* **Written request**
Copy every line of the listing below without changing anything.
------ Exercise inputs ------
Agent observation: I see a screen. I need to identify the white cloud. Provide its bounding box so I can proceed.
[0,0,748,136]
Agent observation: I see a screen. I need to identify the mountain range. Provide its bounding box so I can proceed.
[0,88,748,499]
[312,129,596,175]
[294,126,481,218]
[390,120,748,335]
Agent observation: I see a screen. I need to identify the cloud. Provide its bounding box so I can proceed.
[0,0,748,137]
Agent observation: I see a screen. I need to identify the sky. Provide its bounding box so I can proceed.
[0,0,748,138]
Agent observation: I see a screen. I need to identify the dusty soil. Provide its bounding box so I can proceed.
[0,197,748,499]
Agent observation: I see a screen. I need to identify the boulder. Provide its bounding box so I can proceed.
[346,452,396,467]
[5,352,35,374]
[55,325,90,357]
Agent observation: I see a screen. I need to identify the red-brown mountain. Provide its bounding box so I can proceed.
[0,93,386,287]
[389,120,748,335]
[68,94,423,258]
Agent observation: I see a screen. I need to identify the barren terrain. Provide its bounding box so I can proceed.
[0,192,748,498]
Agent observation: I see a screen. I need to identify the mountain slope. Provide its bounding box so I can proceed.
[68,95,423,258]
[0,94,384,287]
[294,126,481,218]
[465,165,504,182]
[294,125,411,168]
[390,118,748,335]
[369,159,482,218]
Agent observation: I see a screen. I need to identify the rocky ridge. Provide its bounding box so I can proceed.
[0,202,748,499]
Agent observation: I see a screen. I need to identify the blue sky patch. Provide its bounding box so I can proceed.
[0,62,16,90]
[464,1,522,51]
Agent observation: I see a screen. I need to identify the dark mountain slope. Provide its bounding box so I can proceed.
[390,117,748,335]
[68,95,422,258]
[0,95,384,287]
------
* **Task result**
Agent observation: I see a screen. I need to identify the white cloud. Provide its bounding box so I can proceed.
[0,0,748,136]
Agent observation: I see a screen. I need to identify the mountain range. Provide its bounding box so I can proceed.
[0,88,748,499]
[312,129,596,175]
[294,126,481,218]
[390,120,748,335]
Agent observation: I see a screen. I need to identify the cloud. Provide its bounding box so I can proceed.
[0,0,748,137]
Agent observation: I see a screen. I need to identify the sky. Provide its bounding box so I can proceed.
[0,0,748,138]
Agent observation: I see a screen. I need to identify the dusty soil. Provide its bounding box so I can proceed.
[0,197,748,499]
Agent observation: I see a screen. I need to identify the boulder. Provide its bounding box so I can proceed.
[346,452,396,467]
[5,352,35,374]
[55,325,90,357]
Agent observation: I see a screen. I need to identify the red-brown mountain. Provide its bounding box so I can proceed.
[0,93,386,287]
[389,120,748,335]
[68,94,423,258]
Agent observation: I see a screen. I need to identify the barren terrain. Provide its bounding box so I can proceed.
[0,192,748,498]
Agent observation: I see a screen. I need to identify the mountain slope. Provide its bounding box so I can proceed.
[68,95,423,258]
[0,94,384,287]
[294,126,481,218]
[465,165,504,182]
[294,125,411,168]
[390,118,748,335]
[369,159,482,218]
Agent observation: I see a screen. I need to identify the rocky ridge. Provide its bounding box so I can proceed.
[0,202,748,499]
Agent observation: I see a screen. I need to identify the blue sky patch. Provide its bounding box so I can proceed.
[0,62,16,90]
[464,1,522,51]
Agent observation: I see a screen. I need to identify the dark mountain slope. Provide its bounding box so I can proceed.
[390,117,748,335]
[68,95,422,258]
[0,95,384,287]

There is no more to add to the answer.